### Given passage
· · · · · · ·

David Corn at Mother Jones has released another Romney video. This one's from a Bain Capital meeting in 1985 in which Romney says Bain's business model is to acquire companies and then "harvest them at a significant profit" in five to eight years.
The word "harvest" has a creepy, sci-fi ring to it, which inspired me to make the image you see below. (My more serious policy-minded colleagues were clearly unimpressed.) And it brought back a horrifying scene in a white and sterile laboratory, one I'd seen many years ago and have never been able to forget.
But is this new video important?
On the one hand, that's how business people talk all the time, which suggests it's not much of a revelation. On the other hand, that's how business people talk all the time.
Some progressives have been outraged at this impersonal description of places that provided people with their livelihoods. But Ayn Rand cultists like Romney's running mate should be even more outraged. After all, it's a pretty shabby way to talk about enterprises which began as the prized brainchildren of Randian free-market Übermenschen.
What does it mean for society when investors increasingly seek to "harvest" a company for a profitable sale? We looked into Bain's impact on the health economy in more detail in "Sick Money."
Here's how it works: Target companies are fattened up like sacrificial animals on a diet of debt, much of which goes to pay the exorbitant fees charged by companies like Bain. That put intense pressure on their management to pump up short-term earnings by any means necessary. Jobs are lost. Companies go bankrupt. The harvest continues.
There are good investment firms with long-term strategies. Then there are the "harvesters," whose fast-buck business model has had repercussions throughout the economy. They take whatever they can, drain it, and move on. They have no need for a healthy national economy anymore -- no need for roads, bridges, a thriving middle class or an educated and healthy population. They can drain an entire economy to a dry husk and then move on.

· · · · · · ·

### Your tasks
1. According to the commentary on Romney's "harvest" video, within how many years did Bain aim to harvest the companies it acquired?
2. Pick up the commentary on Romney's "harvest" remark after its final sentence and keep writing.

· · · · · · ·

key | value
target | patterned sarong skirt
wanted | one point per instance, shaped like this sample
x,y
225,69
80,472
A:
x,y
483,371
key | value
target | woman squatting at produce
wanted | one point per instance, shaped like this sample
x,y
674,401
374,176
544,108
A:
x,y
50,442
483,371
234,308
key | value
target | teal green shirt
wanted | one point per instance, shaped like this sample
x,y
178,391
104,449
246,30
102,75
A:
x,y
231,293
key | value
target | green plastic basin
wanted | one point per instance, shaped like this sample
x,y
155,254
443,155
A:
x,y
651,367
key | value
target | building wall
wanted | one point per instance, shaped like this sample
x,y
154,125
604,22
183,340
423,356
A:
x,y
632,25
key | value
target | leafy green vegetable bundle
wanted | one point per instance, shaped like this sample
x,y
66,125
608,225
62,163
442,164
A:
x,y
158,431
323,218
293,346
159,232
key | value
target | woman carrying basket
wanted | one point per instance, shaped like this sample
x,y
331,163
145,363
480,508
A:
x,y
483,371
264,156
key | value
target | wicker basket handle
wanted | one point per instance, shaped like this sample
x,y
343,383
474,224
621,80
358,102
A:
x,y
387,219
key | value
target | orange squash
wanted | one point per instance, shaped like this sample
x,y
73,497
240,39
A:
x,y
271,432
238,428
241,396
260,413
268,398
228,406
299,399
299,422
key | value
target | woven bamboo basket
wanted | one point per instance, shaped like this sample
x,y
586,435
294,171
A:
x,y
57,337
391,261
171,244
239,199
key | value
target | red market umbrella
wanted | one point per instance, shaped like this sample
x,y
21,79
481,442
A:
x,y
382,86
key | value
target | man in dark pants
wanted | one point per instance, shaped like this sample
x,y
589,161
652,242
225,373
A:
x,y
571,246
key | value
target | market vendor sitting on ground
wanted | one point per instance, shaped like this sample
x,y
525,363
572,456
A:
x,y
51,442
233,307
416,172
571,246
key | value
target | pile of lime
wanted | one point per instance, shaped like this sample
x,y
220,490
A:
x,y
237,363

· · · · · · ·

### Per-task outputs
1. Five to eight years.

2.
That's why I occasionally compare these new-model financiers to the aliens in Independence Day. Their plan for the Earth was to rip all the natural resources from it and move on, leaving a lifeless husk behind as they headed for the next conquest. So when I saw Corn's video, I photoshopped this:
This was done for fun, of course. But it's a serious subject. And admittedly it's a little over the top to compare Bain Capital to the aliens in Independence Day. In my corporate life, I heard people say things like Romney did every day and never thought twice about it. That gets me to that laboratory ...
Well, it looked like a laboratory, but it was really a factory. I was 17, and had just landed a summer job, writing press releases and employee newsletter pieces for a now-defunct pharmaceutical company. On my first day the boss, a very nice guy, gave me the grand tour.
The company's grounds held a lot of surprises -- a stable with some aging horses, vats that were six stories deep -- but the the highest-tech part of the tour began when we put on masks and gowns and entered a large dark room filled with green monkeys. Tubes on the ceiling sent soft breezes of sterile air into the room. Some monkeys stared listlessly into space. Others shrieked and rattled the bars of their cages, which were stacked from the floor to the ceiling.
A small conveyor belt ran from the monkey room into a white, brightly lit sterile room where ... well, I won't go into details, except to say that the last stop on the conveyor belt involved workers with microtomes slicing kidneys into paper thin layers.
Slightly at a loss for words, I muttered something to my new boss about the impressive assembly-line design. "Yep,"he agreed cheerfully, "this is a darned good harvesting operation." For the process to work properly, the monkeys needed to be "harvested" alive.
I still remember the first stop on the conveyor belt, where the monkeys slapped at the plexiglass between us. And stared.
Hey, at least Mitt Romney didn't vivisect anybody. He just tried to maximize profits. That was his job. That's why it seems this video isn't that big a story, I guess. But I keep thinking about those monkeys. I can still see them at the first stop on that conveyor belt, staring at us as they slapped their hands on the plexiglas pane that separated us.
Those monkeys: I'll never forget their eyes.
The Bain people didn't talk about these companies or their employees as if they were real. Their dehumanizing language is a natural response to their job duties. Some of them, like my first boss at the pharmaceutical company, are sure to be great folks once you get to know them.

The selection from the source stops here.